_Text shown_
Principal investigator (ÚFAL): 
Project Manager (ÚFAL): 
Provider: 
Grant id: 
384826
Duration: 
2026-2027

The proposed project focuses on computational modeling of competition in natural languages, with a particular emphasis on the morpheme — the smallest meaningful unit of word formation. Here, competition is understood as an analogy to the evolutionary competition of biological species that compete for the same resources. In this project, we aim to apply computational models of population dynamics, also known as Lotka–Volterra models, to linguistic resources and use them to describe competitive relationships between morphemes. Unlike in biology, where such models are commonly used to describe phenomena such as population growth or disease spread, similar approaches have so far been rarely applied in linguistics.
Our data-driven approach will use both diachronic and multilingual resources, including corpora as well as lexical and typological databases. We then intend to compare the results with theoretical formulations of competitive mechanisms such as competitive exclusion, the Elsewhere Principle, and the Tolerance Principle.

_Required work_
Can you transcribe the part of the project description that begins with the words "The proposed project" and ends with "applied in linguistics.", word for word?

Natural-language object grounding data
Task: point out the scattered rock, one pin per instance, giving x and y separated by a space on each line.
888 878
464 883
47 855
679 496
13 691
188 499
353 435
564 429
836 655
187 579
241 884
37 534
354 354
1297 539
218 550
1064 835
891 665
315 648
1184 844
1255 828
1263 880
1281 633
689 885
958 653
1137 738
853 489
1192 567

--

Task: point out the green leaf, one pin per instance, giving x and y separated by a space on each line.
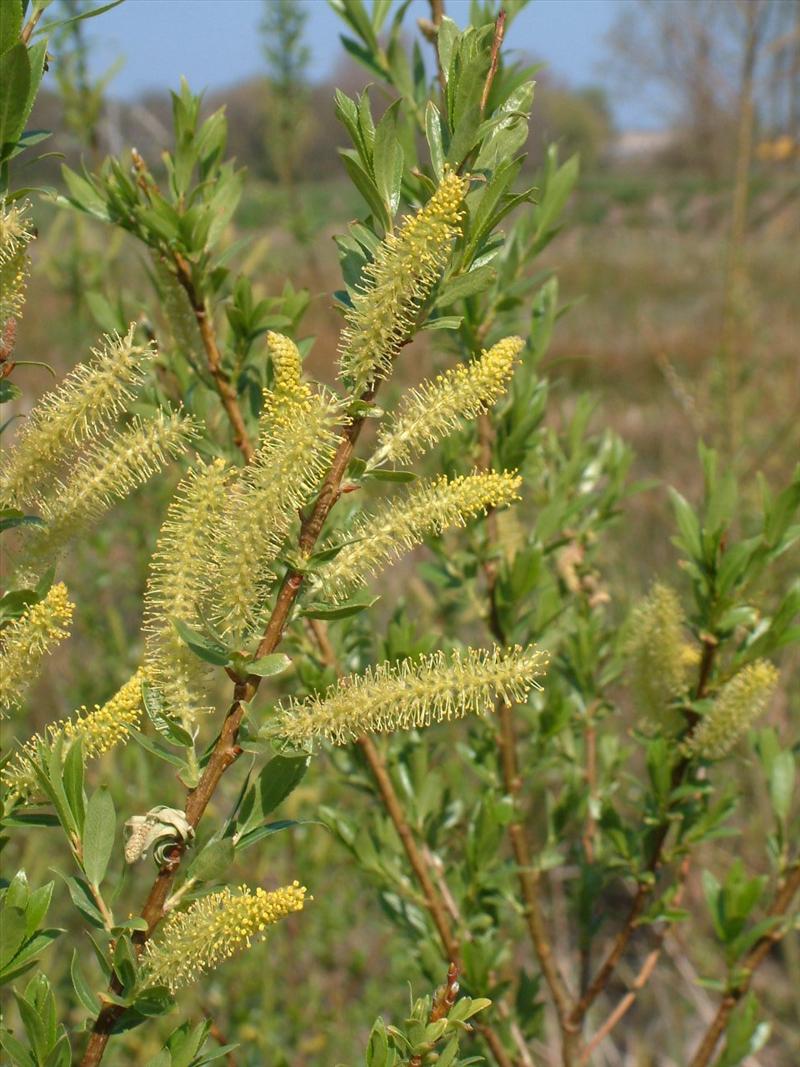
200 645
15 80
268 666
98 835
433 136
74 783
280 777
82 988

_Answer_
The proposed project focuses on computational modeling of competition in natural languages, with a particular emphasis on the morpheme — the smallest meaningful unit of word formation. Here, competition is understood as an analogy to the evolutionary competition of biological species that compete for the same resources. In this project, we aim to apply computational models of population dynamics, also known as Lotka–Volterra models, to linguistic resources and use them to describe competitive relationships between morphemes. Unlike in biology, where such models are commonly used to describe phenomena such as population growth or disease spread, similar approaches have so far been rarely applied in linguistics.